Coordinate annotation lines
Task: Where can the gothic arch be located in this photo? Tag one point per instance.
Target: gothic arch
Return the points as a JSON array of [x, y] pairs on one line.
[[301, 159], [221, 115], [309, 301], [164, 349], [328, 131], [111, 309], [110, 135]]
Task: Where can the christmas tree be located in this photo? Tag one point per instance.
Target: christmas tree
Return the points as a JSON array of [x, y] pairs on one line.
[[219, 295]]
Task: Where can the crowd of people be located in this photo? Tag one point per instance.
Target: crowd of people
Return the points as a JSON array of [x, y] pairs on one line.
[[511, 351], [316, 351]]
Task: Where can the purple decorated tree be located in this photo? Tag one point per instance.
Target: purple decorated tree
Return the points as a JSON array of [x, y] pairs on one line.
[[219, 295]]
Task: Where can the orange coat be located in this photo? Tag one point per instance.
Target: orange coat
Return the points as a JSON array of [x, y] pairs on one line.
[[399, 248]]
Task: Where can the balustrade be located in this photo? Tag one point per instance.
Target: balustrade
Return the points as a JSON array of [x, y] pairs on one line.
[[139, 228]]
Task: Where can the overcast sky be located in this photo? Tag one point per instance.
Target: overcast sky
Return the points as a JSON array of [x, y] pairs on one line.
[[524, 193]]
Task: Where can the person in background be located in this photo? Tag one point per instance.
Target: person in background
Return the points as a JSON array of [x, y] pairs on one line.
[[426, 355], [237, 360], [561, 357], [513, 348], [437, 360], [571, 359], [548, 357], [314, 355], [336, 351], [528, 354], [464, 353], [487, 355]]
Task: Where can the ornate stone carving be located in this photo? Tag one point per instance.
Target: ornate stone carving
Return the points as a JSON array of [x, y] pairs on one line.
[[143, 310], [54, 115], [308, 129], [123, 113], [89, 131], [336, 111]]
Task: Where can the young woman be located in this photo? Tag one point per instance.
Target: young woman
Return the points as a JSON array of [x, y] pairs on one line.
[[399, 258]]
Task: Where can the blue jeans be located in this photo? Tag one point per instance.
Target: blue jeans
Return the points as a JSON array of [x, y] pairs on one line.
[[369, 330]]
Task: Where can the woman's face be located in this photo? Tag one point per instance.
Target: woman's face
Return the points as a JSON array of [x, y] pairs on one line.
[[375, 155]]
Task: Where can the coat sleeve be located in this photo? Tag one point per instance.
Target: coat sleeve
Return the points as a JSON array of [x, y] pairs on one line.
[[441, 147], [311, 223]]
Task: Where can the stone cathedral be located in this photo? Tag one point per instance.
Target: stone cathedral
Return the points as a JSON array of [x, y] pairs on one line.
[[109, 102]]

● **What you will do**
Give the stretch of lines from the one containing "Task: Where can the overcast" through the one containing "[[375, 155]]", both included, as a numbered list, leaving out any blank lines.

● **Result**
1. Task: Where can the overcast sky be located in this photo? Tag one point per instance.
2. Target: overcast sky
3. Return the points as a JSON array of [x, y] pairs on one line.
4. [[524, 193]]
5. Task: Where can the person in background be located in this photo? Tag one point per instance.
6. Target: person in background
7. Return the points as a JSON array of [x, y] pairs on one line.
8. [[426, 355], [237, 360], [561, 357], [513, 348], [437, 360], [571, 359], [548, 357], [314, 355], [336, 351], [528, 354], [464, 353], [487, 355]]
9. Task: Where can the ornate stone carving be located in this photo? Tag one point per instance.
10. Target: ornate stone carving
11. Return the points as a JSON array of [x, y] pairs on one line.
12. [[143, 310], [54, 115], [308, 129], [123, 113], [89, 131], [336, 111]]
13. Task: Where can the young woman be located in this photo? Tag one point per instance.
14. Target: young woman
15. Return the points as a JSON array of [x, y] pairs on one line.
16. [[399, 258]]
17. Task: Where can the blue jeans be located in this photo? Tag one point per instance.
18. Target: blue jeans
19. Return the points as a JSON array of [x, y] pairs on one line.
20. [[369, 330]]
21. Task: Where can the woman's face be located in this photo? Tag one point per instance.
22. Target: woman's face
23. Return the points as a JSON array of [x, y] pairs on one line.
24. [[375, 155]]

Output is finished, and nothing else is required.